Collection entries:

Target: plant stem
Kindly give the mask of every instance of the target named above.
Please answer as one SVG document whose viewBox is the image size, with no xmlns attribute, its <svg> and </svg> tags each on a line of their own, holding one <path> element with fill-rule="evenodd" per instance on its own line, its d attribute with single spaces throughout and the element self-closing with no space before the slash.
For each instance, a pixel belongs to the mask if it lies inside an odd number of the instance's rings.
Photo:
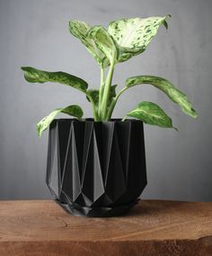
<svg viewBox="0 0 212 256">
<path fill-rule="evenodd" d="M 117 101 L 119 97 L 119 96 L 125 91 L 127 90 L 128 87 L 123 87 L 121 90 L 119 90 L 119 92 L 117 94 L 117 96 L 113 98 L 113 100 L 111 101 L 109 109 L 108 109 L 108 113 L 107 113 L 107 120 L 111 118 L 114 107 L 116 106 Z"/>
<path fill-rule="evenodd" d="M 102 97 L 102 107 L 101 107 L 101 118 L 102 121 L 108 120 L 107 119 L 107 108 L 108 108 L 108 101 L 109 101 L 109 96 L 110 96 L 110 87 L 111 87 L 114 66 L 115 66 L 115 61 L 110 63 L 110 66 L 108 71 L 107 79 L 105 81 L 103 97 Z"/>
<path fill-rule="evenodd" d="M 104 92 L 104 68 L 103 65 L 101 65 L 101 84 L 100 84 L 99 107 L 98 107 L 99 116 L 101 115 L 101 104 L 102 100 L 103 92 Z"/>
<path fill-rule="evenodd" d="M 89 100 L 91 102 L 91 105 L 92 105 L 92 110 L 93 110 L 93 114 L 94 121 L 100 121 L 100 117 L 99 117 L 98 113 L 96 111 L 95 104 L 94 104 L 92 96 L 88 93 L 86 94 L 86 96 L 89 98 Z"/>
</svg>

» STATED EXERCISE
Lay out every line of the records above as a JSON list of strings, one string per line, skipping blank lines. Leave the pictures out of your answer.

» ANSWER IN FULL
[
  "Target: plant stem",
  "Kindly give the mask of every instance of the target named above.",
  "Please answer as one SVG document whose viewBox is the image size, with no xmlns attribute, its <svg> and </svg> tags each on a line of their own, holding one <path> element with fill-rule=\"evenodd\" per instance on its own line, its d attribute with single spaces throughout and the element self-closing with no space before the slash.",
  "For each instance, a pixel belongs to the mask if it lies inside an odd number of the instance's rings.",
  "Photo:",
  "<svg viewBox=\"0 0 212 256\">",
  "<path fill-rule=\"evenodd\" d=\"M 117 101 L 119 97 L 119 96 L 125 91 L 127 90 L 128 87 L 123 87 L 121 90 L 119 90 L 119 92 L 117 94 L 117 96 L 113 98 L 113 100 L 111 101 L 109 109 L 108 109 L 108 113 L 107 113 L 107 120 L 111 118 L 114 107 L 116 106 Z\"/>",
  "<path fill-rule=\"evenodd\" d=\"M 102 97 L 102 107 L 101 107 L 101 118 L 102 121 L 108 120 L 107 119 L 107 108 L 108 108 L 108 101 L 109 101 L 109 96 L 110 96 L 110 87 L 111 87 L 114 66 L 115 66 L 115 61 L 110 63 L 110 66 L 108 71 L 107 79 L 105 81 L 103 97 Z\"/>",
  "<path fill-rule=\"evenodd\" d=\"M 104 92 L 104 68 L 103 65 L 101 65 L 101 84 L 100 84 L 99 107 L 98 107 L 99 116 L 101 115 L 101 104 L 102 100 L 103 92 Z\"/>",
  "<path fill-rule=\"evenodd\" d=\"M 89 100 L 91 102 L 91 105 L 92 105 L 92 110 L 93 110 L 93 114 L 94 121 L 100 121 L 100 117 L 99 117 L 98 113 L 96 111 L 95 104 L 94 104 L 92 96 L 88 93 L 86 94 L 86 96 L 89 98 Z\"/>",
  "</svg>"
]